**YOUR INSTRUCTIONS**
Drop every picture. Return the rest of the entries exactly.

[[ RECORD EXTRACTS open ]]

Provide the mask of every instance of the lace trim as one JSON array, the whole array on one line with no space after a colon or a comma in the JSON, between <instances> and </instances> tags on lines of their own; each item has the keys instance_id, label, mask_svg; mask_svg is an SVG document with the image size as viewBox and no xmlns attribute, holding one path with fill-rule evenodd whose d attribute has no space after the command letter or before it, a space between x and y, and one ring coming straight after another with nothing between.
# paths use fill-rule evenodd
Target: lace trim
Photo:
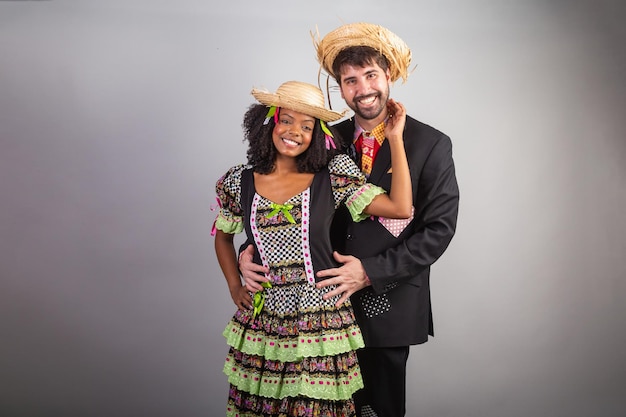
<instances>
[{"instance_id":1,"label":"lace trim","mask_svg":"<svg viewBox=\"0 0 626 417\"><path fill-rule=\"evenodd\" d=\"M356 354L354 355L356 358ZM262 359L259 359L262 360ZM296 364L295 366L297 366ZM231 354L224 364L224 374L238 390L268 398L306 396L317 399L347 400L363 388L363 378L356 359L340 375L308 372L264 372L243 368Z\"/></svg>"},{"instance_id":2,"label":"lace trim","mask_svg":"<svg viewBox=\"0 0 626 417\"><path fill-rule=\"evenodd\" d=\"M231 385L226 405L227 417L258 416L347 417L356 415L354 400L326 400L305 396L267 398L241 392Z\"/></svg>"},{"instance_id":3,"label":"lace trim","mask_svg":"<svg viewBox=\"0 0 626 417\"><path fill-rule=\"evenodd\" d=\"M374 197L380 194L384 194L385 190L377 185L365 184L359 189L351 198L346 202L350 216L355 222L367 219L369 214L364 213L365 207L367 207Z\"/></svg>"},{"instance_id":4,"label":"lace trim","mask_svg":"<svg viewBox=\"0 0 626 417\"><path fill-rule=\"evenodd\" d=\"M243 232L243 219L237 217L226 217L221 212L215 219L215 227L224 233L237 234Z\"/></svg>"},{"instance_id":5,"label":"lace trim","mask_svg":"<svg viewBox=\"0 0 626 417\"><path fill-rule=\"evenodd\" d=\"M245 333L245 335L244 335ZM224 329L226 343L233 348L271 360L295 362L305 357L333 356L365 346L361 329L355 324L324 335L299 335L290 338L266 336L230 321Z\"/></svg>"}]
</instances>

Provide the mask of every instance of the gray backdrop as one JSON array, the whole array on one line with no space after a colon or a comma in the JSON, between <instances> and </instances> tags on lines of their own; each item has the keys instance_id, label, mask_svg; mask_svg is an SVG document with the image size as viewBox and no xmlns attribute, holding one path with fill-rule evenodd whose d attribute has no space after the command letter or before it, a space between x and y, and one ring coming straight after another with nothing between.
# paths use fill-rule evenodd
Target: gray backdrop
<instances>
[{"instance_id":1,"label":"gray backdrop","mask_svg":"<svg viewBox=\"0 0 626 417\"><path fill-rule=\"evenodd\" d=\"M299 5L302 4L302 5ZM252 87L370 21L449 134L457 235L408 416L626 415L626 31L616 1L0 1L0 415L218 416L210 235ZM335 108L343 108L332 93Z\"/></svg>"}]
</instances>

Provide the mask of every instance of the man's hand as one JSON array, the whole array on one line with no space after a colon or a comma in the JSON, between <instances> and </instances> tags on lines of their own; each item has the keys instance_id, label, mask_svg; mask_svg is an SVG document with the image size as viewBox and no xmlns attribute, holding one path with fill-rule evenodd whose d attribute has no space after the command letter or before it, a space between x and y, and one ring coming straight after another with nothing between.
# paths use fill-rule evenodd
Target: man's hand
<instances>
[{"instance_id":1,"label":"man's hand","mask_svg":"<svg viewBox=\"0 0 626 417\"><path fill-rule=\"evenodd\" d=\"M267 282L269 279L265 277L265 274L269 273L269 269L263 265L256 264L252 261L254 255L254 246L248 245L245 250L239 255L239 271L241 276L246 282L245 288L251 292L257 292L263 290L261 282Z\"/></svg>"},{"instance_id":2,"label":"man's hand","mask_svg":"<svg viewBox=\"0 0 626 417\"><path fill-rule=\"evenodd\" d=\"M329 285L337 285L332 291L329 291L324 295L324 299L327 300L330 297L341 294L341 298L335 304L339 307L343 304L352 294L358 290L370 285L363 264L358 258L354 256L341 255L339 252L333 252L333 257L337 262L343 265L339 268L325 269L319 271L317 276L330 277L316 284L317 288L327 287Z\"/></svg>"}]
</instances>

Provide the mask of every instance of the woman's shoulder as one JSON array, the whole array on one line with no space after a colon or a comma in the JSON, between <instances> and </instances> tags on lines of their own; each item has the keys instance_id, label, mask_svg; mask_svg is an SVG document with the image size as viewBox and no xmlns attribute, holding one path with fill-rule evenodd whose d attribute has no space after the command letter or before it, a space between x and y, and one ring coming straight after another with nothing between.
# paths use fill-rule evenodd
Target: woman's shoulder
<instances>
[{"instance_id":1,"label":"woman's shoulder","mask_svg":"<svg viewBox=\"0 0 626 417\"><path fill-rule=\"evenodd\" d=\"M252 168L251 165L238 164L230 167L216 182L218 188L235 189L241 185L242 174L246 169Z\"/></svg>"},{"instance_id":2,"label":"woman's shoulder","mask_svg":"<svg viewBox=\"0 0 626 417\"><path fill-rule=\"evenodd\" d=\"M236 178L241 177L241 173L246 169L252 168L251 165L248 164L237 164L228 168L228 170L220 177L220 180L224 180L227 178Z\"/></svg>"},{"instance_id":3,"label":"woman's shoulder","mask_svg":"<svg viewBox=\"0 0 626 417\"><path fill-rule=\"evenodd\" d=\"M355 174L359 173L359 167L345 153L335 155L328 163L328 171L331 174Z\"/></svg>"}]
</instances>

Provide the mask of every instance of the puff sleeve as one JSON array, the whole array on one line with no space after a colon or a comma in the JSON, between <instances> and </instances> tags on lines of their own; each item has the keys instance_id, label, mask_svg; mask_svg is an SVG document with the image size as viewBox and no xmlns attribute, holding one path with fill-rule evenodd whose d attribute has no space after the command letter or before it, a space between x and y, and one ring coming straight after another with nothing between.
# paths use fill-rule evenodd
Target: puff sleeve
<instances>
[{"instance_id":1,"label":"puff sleeve","mask_svg":"<svg viewBox=\"0 0 626 417\"><path fill-rule=\"evenodd\" d=\"M335 156L328 164L335 208L345 204L352 220L359 222L369 217L365 208L374 197L385 193L377 185L367 182L365 175L348 155Z\"/></svg>"},{"instance_id":2,"label":"puff sleeve","mask_svg":"<svg viewBox=\"0 0 626 417\"><path fill-rule=\"evenodd\" d=\"M240 164L230 168L215 183L215 193L220 210L215 228L224 233L243 231L243 208L241 207L241 173L247 166Z\"/></svg>"}]
</instances>

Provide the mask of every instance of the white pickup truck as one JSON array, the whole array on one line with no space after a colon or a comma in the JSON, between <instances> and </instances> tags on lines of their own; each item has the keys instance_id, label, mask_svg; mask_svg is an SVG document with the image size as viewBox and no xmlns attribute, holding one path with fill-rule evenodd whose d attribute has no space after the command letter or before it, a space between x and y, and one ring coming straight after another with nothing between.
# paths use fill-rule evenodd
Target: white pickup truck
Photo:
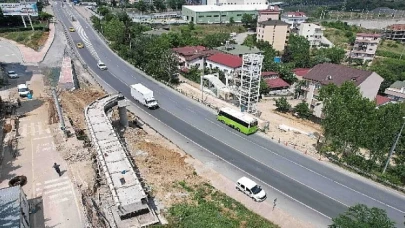
<instances>
[{"instance_id":1,"label":"white pickup truck","mask_svg":"<svg viewBox=\"0 0 405 228\"><path fill-rule=\"evenodd\" d=\"M155 109L159 107L155 97L153 96L153 91L148 89L141 83L131 85L131 96L144 106Z\"/></svg>"}]
</instances>

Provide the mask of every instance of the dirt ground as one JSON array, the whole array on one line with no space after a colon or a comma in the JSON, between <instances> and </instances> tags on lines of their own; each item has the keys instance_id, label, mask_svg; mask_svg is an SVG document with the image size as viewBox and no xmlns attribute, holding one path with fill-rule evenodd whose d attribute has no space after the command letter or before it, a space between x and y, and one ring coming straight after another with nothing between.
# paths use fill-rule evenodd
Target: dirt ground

[[ RECORD EXTRACTS closed ]]

**TASK SOLUTION**
Provide the mask of every instance of the lace trim as one JSON array, the whole array on one line with no space after a colon or a comma in the JSON, between <instances> and </instances> tags on lines of their own; each item has the keys instance_id, label, mask_svg; mask_svg is an SVG document with the image size as viewBox and no xmlns attribute, holding one path with fill-rule evenodd whose d attribute has no space after the command letter or before it, a space between x and y, and one ring coming straight after another with nothing between.
# paths use fill-rule evenodd
Target: lace trim
Photo:
<instances>
[{"instance_id":1,"label":"lace trim","mask_svg":"<svg viewBox=\"0 0 626 417\"><path fill-rule=\"evenodd\" d=\"M356 354L354 355L356 358ZM262 359L259 359L262 360ZM296 364L295 366L297 366ZM231 354L224 364L224 374L238 390L268 398L306 396L317 399L347 400L363 388L363 378L356 359L340 375L308 372L264 372L243 368Z\"/></svg>"},{"instance_id":2,"label":"lace trim","mask_svg":"<svg viewBox=\"0 0 626 417\"><path fill-rule=\"evenodd\" d=\"M231 385L226 405L227 417L258 416L347 417L356 415L354 400L326 400L305 396L267 398L241 392Z\"/></svg>"},{"instance_id":3,"label":"lace trim","mask_svg":"<svg viewBox=\"0 0 626 417\"><path fill-rule=\"evenodd\" d=\"M374 197L380 194L384 194L385 190L377 185L365 184L359 189L351 198L346 202L350 216L355 222L367 219L369 214L364 213L365 207L367 207Z\"/></svg>"},{"instance_id":4,"label":"lace trim","mask_svg":"<svg viewBox=\"0 0 626 417\"><path fill-rule=\"evenodd\" d=\"M243 232L243 219L237 217L226 217L221 212L215 219L215 227L224 233L237 234Z\"/></svg>"},{"instance_id":5,"label":"lace trim","mask_svg":"<svg viewBox=\"0 0 626 417\"><path fill-rule=\"evenodd\" d=\"M245 333L245 335L244 335ZM224 329L226 343L233 348L271 360L295 362L305 357L333 356L365 346L361 329L355 324L324 335L299 335L290 338L266 336L230 321Z\"/></svg>"}]
</instances>

Provide the mask of every instance of the gray backdrop as one JSON array, the whole array on one line with no space after a colon or a comma in the JSON, between <instances> and </instances> tags on lines of their own; each item has the keys instance_id, label, mask_svg; mask_svg is an SVG document with the image size as viewBox and no xmlns attribute, holding one path with fill-rule evenodd whose d attribute has no space after the command letter or before it, a space between x and y, and one ring coming straight after another with nothing between.
# paths use fill-rule evenodd
Target: gray backdrop
<instances>
[{"instance_id":1,"label":"gray backdrop","mask_svg":"<svg viewBox=\"0 0 626 417\"><path fill-rule=\"evenodd\" d=\"M299 5L302 4L302 5ZM252 87L370 21L449 134L457 235L408 416L626 415L626 31L616 1L0 1L0 415L218 416L210 235ZM335 108L343 108L332 93Z\"/></svg>"}]
</instances>

Provide the mask of every instance of the man's hand as one JSON array, the whole array on one line with no space after a colon or a comma in the JSON, between <instances> and </instances> tags on lines of their own; each item has the keys instance_id, label, mask_svg; mask_svg is an SVG document with the image size as viewBox and no xmlns attribute, holding one path with fill-rule evenodd whose d attribute has no space after the command letter or before it, a space between x and y, and one ring coming straight after another with nothing between.
# paths use fill-rule evenodd
Target: man's hand
<instances>
[{"instance_id":1,"label":"man's hand","mask_svg":"<svg viewBox=\"0 0 626 417\"><path fill-rule=\"evenodd\" d=\"M267 282L269 279L265 277L265 274L269 273L269 269L263 265L256 264L252 261L254 255L254 246L248 245L245 250L239 255L239 271L241 276L246 282L245 288L251 292L257 292L263 290L261 282Z\"/></svg>"},{"instance_id":2,"label":"man's hand","mask_svg":"<svg viewBox=\"0 0 626 417\"><path fill-rule=\"evenodd\" d=\"M329 285L337 285L332 291L329 291L324 295L324 299L327 300L330 297L341 294L341 298L335 304L339 307L343 304L352 294L358 290L370 285L363 264L358 258L354 256L341 255L339 252L333 252L333 257L337 262L343 265L339 268L325 269L319 271L317 276L330 277L316 284L317 288L327 287Z\"/></svg>"}]
</instances>

Provide the mask of every instance of the woman's shoulder as one JSON array, the whole array on one line with no space after a colon or a comma in the JSON, between <instances> and </instances> tags on lines of their own; each item has the keys instance_id, label, mask_svg; mask_svg is an SVG document with the image size as viewBox and no xmlns attribute, holding one path with fill-rule evenodd whose d attribute has no space after the command letter or before it, a space between x and y, and one ring coming straight after another with nothing between.
# paths use fill-rule evenodd
Target: woman's shoulder
<instances>
[{"instance_id":1,"label":"woman's shoulder","mask_svg":"<svg viewBox=\"0 0 626 417\"><path fill-rule=\"evenodd\" d=\"M252 168L251 165L238 164L230 167L216 182L218 188L235 189L241 185L242 174L246 169Z\"/></svg>"},{"instance_id":2,"label":"woman's shoulder","mask_svg":"<svg viewBox=\"0 0 626 417\"><path fill-rule=\"evenodd\" d=\"M236 178L241 177L241 173L246 169L252 168L251 165L248 164L237 164L228 168L228 170L220 177L220 180L224 180L227 178Z\"/></svg>"},{"instance_id":3,"label":"woman's shoulder","mask_svg":"<svg viewBox=\"0 0 626 417\"><path fill-rule=\"evenodd\" d=\"M355 174L359 173L359 167L345 153L335 155L328 163L328 171L331 174Z\"/></svg>"}]
</instances>

Provide the mask of every instance of the puff sleeve as one JSON array, the whole array on one line with no space after a colon or a comma in the JSON, between <instances> and </instances> tags on lines of their own; each item has the keys instance_id, label, mask_svg; mask_svg is an SVG document with the image size as viewBox and no xmlns attribute, holding one path with fill-rule evenodd whose d attribute has no space after the command letter or before it, a space between x and y, and one ring coming straight after another with nothing between.
# paths use fill-rule evenodd
Target: puff sleeve
<instances>
[{"instance_id":1,"label":"puff sleeve","mask_svg":"<svg viewBox=\"0 0 626 417\"><path fill-rule=\"evenodd\" d=\"M335 156L328 164L335 208L345 204L352 220L359 222L369 217L365 208L374 197L385 193L377 185L367 182L365 175L348 155Z\"/></svg>"},{"instance_id":2,"label":"puff sleeve","mask_svg":"<svg viewBox=\"0 0 626 417\"><path fill-rule=\"evenodd\" d=\"M240 164L230 168L215 183L215 193L220 210L215 228L224 233L243 231L243 208L241 207L241 173L247 166Z\"/></svg>"}]
</instances>

Provide the mask of every instance of the white pickup truck as one JSON array, the whole array on one line with no space after a colon or a comma in the JSON, between <instances> and </instances> tags on lines of their own; each item has the keys instance_id, label, mask_svg; mask_svg is an SVG document with the image size as viewBox and no xmlns attribute, holding one path with fill-rule evenodd whose d attribute has no space after the command letter or before it, a space between x and y, and one ring coming straight after another with nothing between.
# paths use fill-rule evenodd
Target: white pickup truck
Photo:
<instances>
[{"instance_id":1,"label":"white pickup truck","mask_svg":"<svg viewBox=\"0 0 405 228\"><path fill-rule=\"evenodd\" d=\"M155 109L159 107L155 97L153 96L153 91L148 89L141 83L131 85L131 96L144 106Z\"/></svg>"}]
</instances>

Provide the mask of every instance of the dirt ground as one JSON array, the whole array on one line with no space after a colon or a comma in the JSON, between <instances> and </instances> tags on lines of their own; each item has the keys instance_id, label, mask_svg; mask_svg is an SVG document with the image size as viewBox and no xmlns attribute, holding one path with fill-rule evenodd whose d attribute has no space after the command letter or before it, a space between x and y, and one ring coming straight after another with nothing between.
# paths use fill-rule evenodd
Target: dirt ground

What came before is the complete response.